### THE TASK
Copy the following material word for word, keeping every line as it is.
----------
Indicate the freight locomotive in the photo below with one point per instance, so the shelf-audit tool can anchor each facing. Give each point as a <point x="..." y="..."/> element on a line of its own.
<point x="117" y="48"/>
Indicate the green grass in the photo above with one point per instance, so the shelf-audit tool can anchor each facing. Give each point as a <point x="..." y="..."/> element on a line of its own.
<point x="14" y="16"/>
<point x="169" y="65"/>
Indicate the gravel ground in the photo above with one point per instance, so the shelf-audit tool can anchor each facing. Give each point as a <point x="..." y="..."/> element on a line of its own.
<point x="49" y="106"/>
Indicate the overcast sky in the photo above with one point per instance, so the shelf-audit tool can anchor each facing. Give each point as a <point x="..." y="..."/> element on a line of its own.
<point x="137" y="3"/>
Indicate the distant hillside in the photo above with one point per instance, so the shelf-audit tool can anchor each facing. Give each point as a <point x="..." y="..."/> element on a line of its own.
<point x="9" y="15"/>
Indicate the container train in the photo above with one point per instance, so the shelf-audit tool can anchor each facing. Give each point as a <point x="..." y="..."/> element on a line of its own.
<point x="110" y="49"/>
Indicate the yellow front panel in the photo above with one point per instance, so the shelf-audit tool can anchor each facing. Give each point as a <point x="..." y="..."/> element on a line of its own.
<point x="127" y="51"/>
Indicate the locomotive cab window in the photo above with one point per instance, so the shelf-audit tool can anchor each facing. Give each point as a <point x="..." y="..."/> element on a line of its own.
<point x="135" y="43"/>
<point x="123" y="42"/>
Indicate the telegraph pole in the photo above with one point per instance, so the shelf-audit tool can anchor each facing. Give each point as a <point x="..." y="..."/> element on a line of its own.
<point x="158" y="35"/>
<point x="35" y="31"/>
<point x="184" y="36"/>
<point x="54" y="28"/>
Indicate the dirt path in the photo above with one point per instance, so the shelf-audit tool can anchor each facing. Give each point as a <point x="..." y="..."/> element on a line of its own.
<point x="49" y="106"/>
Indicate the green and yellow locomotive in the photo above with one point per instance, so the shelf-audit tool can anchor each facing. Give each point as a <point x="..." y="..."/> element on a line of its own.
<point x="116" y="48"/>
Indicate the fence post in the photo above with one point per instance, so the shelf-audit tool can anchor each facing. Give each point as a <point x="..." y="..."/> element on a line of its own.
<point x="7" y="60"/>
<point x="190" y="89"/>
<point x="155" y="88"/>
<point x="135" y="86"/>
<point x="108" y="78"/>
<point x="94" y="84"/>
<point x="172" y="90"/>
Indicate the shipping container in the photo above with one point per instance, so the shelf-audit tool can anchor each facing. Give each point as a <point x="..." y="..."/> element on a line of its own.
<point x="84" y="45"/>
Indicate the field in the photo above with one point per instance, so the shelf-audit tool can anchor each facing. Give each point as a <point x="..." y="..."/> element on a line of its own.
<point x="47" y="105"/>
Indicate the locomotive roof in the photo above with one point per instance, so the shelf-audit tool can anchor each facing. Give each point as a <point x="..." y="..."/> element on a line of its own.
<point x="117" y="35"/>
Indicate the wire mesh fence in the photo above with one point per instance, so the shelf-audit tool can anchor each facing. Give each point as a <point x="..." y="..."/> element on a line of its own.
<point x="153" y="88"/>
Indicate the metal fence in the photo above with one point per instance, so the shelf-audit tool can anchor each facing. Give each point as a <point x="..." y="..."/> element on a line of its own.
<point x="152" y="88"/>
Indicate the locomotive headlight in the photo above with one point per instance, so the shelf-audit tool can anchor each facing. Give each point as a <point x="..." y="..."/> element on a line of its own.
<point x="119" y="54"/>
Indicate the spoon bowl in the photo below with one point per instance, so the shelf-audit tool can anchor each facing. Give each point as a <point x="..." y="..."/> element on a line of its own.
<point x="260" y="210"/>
----------
### WRITTEN ANSWER
Indicate the freight locomotive in the photo below with one point per instance, so the shelf-audit tool can anchor each facing. Give each point as a <point x="..." y="..."/> element on a line of its own.
<point x="117" y="48"/>
Indicate the green grass in the photo above with one point per instance, so the shelf-audit tool can anchor each facing. Give each point as a <point x="..." y="..."/> element on a line of its own.
<point x="14" y="16"/>
<point x="169" y="65"/>
Indicate the gravel ground in the photo above with one point per instance, so the shelf-audit tool can anchor each facing. Give each point as a <point x="..." y="..."/> element on a line of its own.
<point x="49" y="106"/>
Indicate the overcast sky in the photo above with one point per instance, so the shelf-audit tool can anchor each facing. Give each point as a <point x="..." y="..."/> element on a line of its own.
<point x="137" y="3"/>
Indicate the distant hillside in the photo above with one point per instance, so the shelf-audit tool can anchor each facing. Give each point as a <point x="..." y="..."/> element on a line of its own.
<point x="9" y="15"/>
Indicate the container train in the photo above with one point per instance, so the shelf-audit tool can anchor each facing. Give each point as a <point x="..." y="..."/> element on a line of its own.
<point x="110" y="49"/>
Indicate the yellow front panel in the photo above with one point per instance, so the shelf-audit tool can anchor each facing. Give each point as a <point x="..." y="..."/> element on a line of its own.
<point x="127" y="51"/>
Indicate the locomotive cab window in the photo above with one point per instance, so the shelf-audit tool can anchor each facing. Give each point as a <point x="..." y="..."/> element on a line of its own.
<point x="135" y="43"/>
<point x="123" y="42"/>
Indicate the telegraph pole in the photo above with one point per instance, so the shelf-audit tool can anchor each facing. Give each point as a <point x="..." y="..."/> element on a line of its own.
<point x="158" y="35"/>
<point x="35" y="31"/>
<point x="184" y="36"/>
<point x="54" y="28"/>
Indicate the dirt path in the photo above with one point per instance, so the shelf-audit tool can anchor each facing. Give each point as a <point x="..." y="..."/> element on a line of its own.
<point x="49" y="106"/>
Indicate the green and yellow locomotive in the photo above with one point per instance, so the shelf-audit tool can anchor each facing. Give each point as a <point x="..." y="..."/> element on a line of its own.
<point x="116" y="48"/>
Indicate the fence post in the photo above with one point per instance, so the shelf-audit tool can anchor each facing. Give each point as a <point x="..." y="..."/> element on a line of its own.
<point x="7" y="60"/>
<point x="190" y="89"/>
<point x="155" y="88"/>
<point x="135" y="86"/>
<point x="108" y="78"/>
<point x="94" y="84"/>
<point x="172" y="90"/>
Indicate the shipping container in the photo above with one point per instance, so the shelf-audit tool can anchor each facing. Give each point as a <point x="..." y="..."/> element on a line of its own.
<point x="84" y="45"/>
Indicate the field in the photo above with one point per instance, so the shelf-audit tool can anchor each facing. Give each point as a <point x="..." y="..."/> element on a line of its own.
<point x="47" y="105"/>
Indicate the locomotive roof in the photo above with one point per instance, so the shelf-audit tool can anchor each facing. Give each point as a <point x="..." y="..."/> element on a line of its own.
<point x="117" y="35"/>
Indicate the wire mesh fence in the photo above with one point per instance, so the shelf-audit tool can anchor each facing. Give each point as a <point x="..." y="..."/> element on a line of its own.
<point x="153" y="88"/>
Indicate the metal fence in the photo above with one point per instance, so the shelf-audit tool can anchor each facing. Give each point as a <point x="..." y="..."/> element on a line of its own.
<point x="152" y="88"/>
Indicate the locomotive headlight in the photo above with one point per instance, so the shelf-audit tool can anchor each facing. Give each point as a <point x="..." y="..."/> element on a line of its own.
<point x="119" y="54"/>
Indicate the spoon bowl in the photo below with one point per instance, so the shelf-audit tool can anchor each facing. Give each point as a <point x="..." y="..."/> element on a line of its own.
<point x="260" y="210"/>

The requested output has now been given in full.